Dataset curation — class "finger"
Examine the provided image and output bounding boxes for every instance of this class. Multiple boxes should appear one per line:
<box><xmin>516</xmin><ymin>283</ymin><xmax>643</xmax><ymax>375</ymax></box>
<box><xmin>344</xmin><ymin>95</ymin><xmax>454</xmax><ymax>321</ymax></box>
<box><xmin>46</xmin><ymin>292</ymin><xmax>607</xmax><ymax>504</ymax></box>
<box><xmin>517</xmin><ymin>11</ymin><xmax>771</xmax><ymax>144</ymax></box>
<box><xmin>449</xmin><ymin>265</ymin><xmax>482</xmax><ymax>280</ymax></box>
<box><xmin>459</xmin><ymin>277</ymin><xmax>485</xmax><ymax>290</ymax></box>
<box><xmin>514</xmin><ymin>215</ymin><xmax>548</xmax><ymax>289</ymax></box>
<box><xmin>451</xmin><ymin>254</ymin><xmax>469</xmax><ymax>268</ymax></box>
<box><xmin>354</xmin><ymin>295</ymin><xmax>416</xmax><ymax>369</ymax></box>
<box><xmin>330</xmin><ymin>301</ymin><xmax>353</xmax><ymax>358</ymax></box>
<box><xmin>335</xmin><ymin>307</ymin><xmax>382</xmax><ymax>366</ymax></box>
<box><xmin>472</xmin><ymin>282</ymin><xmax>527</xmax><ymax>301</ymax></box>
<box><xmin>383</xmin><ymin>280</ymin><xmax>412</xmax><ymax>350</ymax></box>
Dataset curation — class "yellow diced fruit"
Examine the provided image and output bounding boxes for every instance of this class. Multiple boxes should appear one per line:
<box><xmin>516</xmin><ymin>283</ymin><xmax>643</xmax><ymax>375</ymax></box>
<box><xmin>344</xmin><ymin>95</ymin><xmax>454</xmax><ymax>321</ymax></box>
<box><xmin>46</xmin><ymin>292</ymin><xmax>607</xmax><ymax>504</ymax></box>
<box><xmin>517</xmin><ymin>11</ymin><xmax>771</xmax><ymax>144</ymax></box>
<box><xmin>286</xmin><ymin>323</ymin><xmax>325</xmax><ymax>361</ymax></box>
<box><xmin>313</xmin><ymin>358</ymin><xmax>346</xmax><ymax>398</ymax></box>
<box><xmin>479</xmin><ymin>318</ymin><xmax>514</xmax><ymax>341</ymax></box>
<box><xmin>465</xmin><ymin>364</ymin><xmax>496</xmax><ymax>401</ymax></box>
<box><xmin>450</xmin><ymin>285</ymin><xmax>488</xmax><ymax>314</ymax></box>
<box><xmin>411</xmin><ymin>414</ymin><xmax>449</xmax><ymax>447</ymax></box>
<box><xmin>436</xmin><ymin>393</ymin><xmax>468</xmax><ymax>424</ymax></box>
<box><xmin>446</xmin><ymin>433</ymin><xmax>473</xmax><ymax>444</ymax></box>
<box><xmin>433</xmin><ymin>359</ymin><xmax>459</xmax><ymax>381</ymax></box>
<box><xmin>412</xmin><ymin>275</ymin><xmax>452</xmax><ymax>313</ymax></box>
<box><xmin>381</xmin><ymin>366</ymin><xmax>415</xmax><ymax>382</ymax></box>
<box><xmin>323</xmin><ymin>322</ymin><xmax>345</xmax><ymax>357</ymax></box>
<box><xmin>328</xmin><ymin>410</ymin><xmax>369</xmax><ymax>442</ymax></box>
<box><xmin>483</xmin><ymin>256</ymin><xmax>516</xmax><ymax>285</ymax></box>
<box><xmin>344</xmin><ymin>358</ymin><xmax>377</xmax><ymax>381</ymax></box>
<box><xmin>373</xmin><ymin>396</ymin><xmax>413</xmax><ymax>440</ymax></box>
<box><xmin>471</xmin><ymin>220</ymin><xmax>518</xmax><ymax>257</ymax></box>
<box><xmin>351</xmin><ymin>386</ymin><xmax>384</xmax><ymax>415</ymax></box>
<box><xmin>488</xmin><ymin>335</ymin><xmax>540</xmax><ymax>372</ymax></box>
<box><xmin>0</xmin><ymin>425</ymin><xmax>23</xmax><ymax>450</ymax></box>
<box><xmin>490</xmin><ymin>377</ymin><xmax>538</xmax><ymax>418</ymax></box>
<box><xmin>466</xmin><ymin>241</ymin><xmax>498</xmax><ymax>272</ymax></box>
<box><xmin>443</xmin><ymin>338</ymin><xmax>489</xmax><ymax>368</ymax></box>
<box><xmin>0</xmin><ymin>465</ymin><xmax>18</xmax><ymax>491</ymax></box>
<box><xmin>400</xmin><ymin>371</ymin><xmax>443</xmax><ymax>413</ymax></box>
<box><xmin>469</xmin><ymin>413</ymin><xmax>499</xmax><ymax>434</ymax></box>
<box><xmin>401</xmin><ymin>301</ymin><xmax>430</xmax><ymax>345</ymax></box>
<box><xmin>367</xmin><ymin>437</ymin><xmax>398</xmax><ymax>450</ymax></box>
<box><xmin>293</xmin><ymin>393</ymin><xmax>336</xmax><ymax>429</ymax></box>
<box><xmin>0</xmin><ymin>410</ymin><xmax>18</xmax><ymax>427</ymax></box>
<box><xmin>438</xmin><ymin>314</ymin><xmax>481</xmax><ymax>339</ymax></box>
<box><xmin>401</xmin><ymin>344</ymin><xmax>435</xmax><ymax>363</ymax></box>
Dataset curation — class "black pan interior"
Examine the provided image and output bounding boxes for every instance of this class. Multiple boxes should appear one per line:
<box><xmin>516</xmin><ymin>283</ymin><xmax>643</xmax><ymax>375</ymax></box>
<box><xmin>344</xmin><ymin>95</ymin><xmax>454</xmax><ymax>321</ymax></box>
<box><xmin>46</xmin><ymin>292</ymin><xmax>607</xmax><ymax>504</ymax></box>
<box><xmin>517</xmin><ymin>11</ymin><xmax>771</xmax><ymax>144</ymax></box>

——————

- [BRIEF]:
Top to bottom, transcribe every line above exactly.

- [EXERCISE ANSWER]:
Dataset curation — class "finger"
Examine the provided image and output bounding boxes for every instance of this class. Multiple boxes should appear one per line:
<box><xmin>516</xmin><ymin>283</ymin><xmax>643</xmax><ymax>375</ymax></box>
<box><xmin>344</xmin><ymin>95</ymin><xmax>454</xmax><ymax>321</ymax></box>
<box><xmin>46</xmin><ymin>292</ymin><xmax>607</xmax><ymax>504</ymax></box>
<box><xmin>517</xmin><ymin>11</ymin><xmax>771</xmax><ymax>144</ymax></box>
<box><xmin>449</xmin><ymin>265</ymin><xmax>482</xmax><ymax>280</ymax></box>
<box><xmin>459</xmin><ymin>277</ymin><xmax>485</xmax><ymax>290</ymax></box>
<box><xmin>514</xmin><ymin>215</ymin><xmax>548</xmax><ymax>289</ymax></box>
<box><xmin>451</xmin><ymin>254</ymin><xmax>469</xmax><ymax>268</ymax></box>
<box><xmin>354</xmin><ymin>295</ymin><xmax>416</xmax><ymax>369</ymax></box>
<box><xmin>330</xmin><ymin>301</ymin><xmax>353</xmax><ymax>358</ymax></box>
<box><xmin>335</xmin><ymin>307</ymin><xmax>382</xmax><ymax>366</ymax></box>
<box><xmin>472</xmin><ymin>282</ymin><xmax>527</xmax><ymax>301</ymax></box>
<box><xmin>383</xmin><ymin>280</ymin><xmax>412</xmax><ymax>350</ymax></box>
Dataset curation — class "yellow diced fruit"
Examine the provided image and output bounding boxes for every instance of this class. Multiple boxes should appear one per line:
<box><xmin>516</xmin><ymin>283</ymin><xmax>643</xmax><ymax>375</ymax></box>
<box><xmin>344</xmin><ymin>95</ymin><xmax>454</xmax><ymax>321</ymax></box>
<box><xmin>46</xmin><ymin>292</ymin><xmax>607</xmax><ymax>504</ymax></box>
<box><xmin>517</xmin><ymin>11</ymin><xmax>771</xmax><ymax>144</ymax></box>
<box><xmin>286</xmin><ymin>323</ymin><xmax>325</xmax><ymax>361</ymax></box>
<box><xmin>313</xmin><ymin>358</ymin><xmax>346</xmax><ymax>398</ymax></box>
<box><xmin>479</xmin><ymin>318</ymin><xmax>514</xmax><ymax>341</ymax></box>
<box><xmin>465</xmin><ymin>364</ymin><xmax>496</xmax><ymax>401</ymax></box>
<box><xmin>450</xmin><ymin>285</ymin><xmax>488</xmax><ymax>314</ymax></box>
<box><xmin>411</xmin><ymin>414</ymin><xmax>449</xmax><ymax>447</ymax></box>
<box><xmin>436</xmin><ymin>393</ymin><xmax>468</xmax><ymax>424</ymax></box>
<box><xmin>446</xmin><ymin>433</ymin><xmax>473</xmax><ymax>444</ymax></box>
<box><xmin>433</xmin><ymin>359</ymin><xmax>459</xmax><ymax>381</ymax></box>
<box><xmin>412</xmin><ymin>275</ymin><xmax>452</xmax><ymax>313</ymax></box>
<box><xmin>381</xmin><ymin>366</ymin><xmax>415</xmax><ymax>382</ymax></box>
<box><xmin>323</xmin><ymin>322</ymin><xmax>345</xmax><ymax>357</ymax></box>
<box><xmin>328</xmin><ymin>410</ymin><xmax>369</xmax><ymax>442</ymax></box>
<box><xmin>483</xmin><ymin>256</ymin><xmax>516</xmax><ymax>285</ymax></box>
<box><xmin>344</xmin><ymin>358</ymin><xmax>377</xmax><ymax>381</ymax></box>
<box><xmin>373</xmin><ymin>396</ymin><xmax>413</xmax><ymax>440</ymax></box>
<box><xmin>471</xmin><ymin>220</ymin><xmax>518</xmax><ymax>257</ymax></box>
<box><xmin>351</xmin><ymin>386</ymin><xmax>384</xmax><ymax>415</ymax></box>
<box><xmin>488</xmin><ymin>335</ymin><xmax>540</xmax><ymax>372</ymax></box>
<box><xmin>0</xmin><ymin>425</ymin><xmax>23</xmax><ymax>450</ymax></box>
<box><xmin>490</xmin><ymin>377</ymin><xmax>538</xmax><ymax>418</ymax></box>
<box><xmin>466</xmin><ymin>241</ymin><xmax>498</xmax><ymax>272</ymax></box>
<box><xmin>443</xmin><ymin>338</ymin><xmax>489</xmax><ymax>368</ymax></box>
<box><xmin>0</xmin><ymin>465</ymin><xmax>18</xmax><ymax>491</ymax></box>
<box><xmin>400</xmin><ymin>371</ymin><xmax>443</xmax><ymax>413</ymax></box>
<box><xmin>469</xmin><ymin>413</ymin><xmax>499</xmax><ymax>434</ymax></box>
<box><xmin>401</xmin><ymin>301</ymin><xmax>430</xmax><ymax>345</ymax></box>
<box><xmin>367</xmin><ymin>437</ymin><xmax>398</xmax><ymax>450</ymax></box>
<box><xmin>293</xmin><ymin>393</ymin><xmax>336</xmax><ymax>429</ymax></box>
<box><xmin>0</xmin><ymin>410</ymin><xmax>18</xmax><ymax>427</ymax></box>
<box><xmin>438</xmin><ymin>314</ymin><xmax>481</xmax><ymax>339</ymax></box>
<box><xmin>401</xmin><ymin>344</ymin><xmax>435</xmax><ymax>363</ymax></box>
Dataset curation — class "black pan interior"
Examine the provided image and output bounding boxes for every instance of this class. Multiple boxes should appear one per line:
<box><xmin>516</xmin><ymin>283</ymin><xmax>643</xmax><ymax>375</ymax></box>
<box><xmin>344</xmin><ymin>95</ymin><xmax>454</xmax><ymax>321</ymax></box>
<box><xmin>46</xmin><ymin>292</ymin><xmax>607</xmax><ymax>504</ymax></box>
<box><xmin>517</xmin><ymin>11</ymin><xmax>771</xmax><ymax>144</ymax></box>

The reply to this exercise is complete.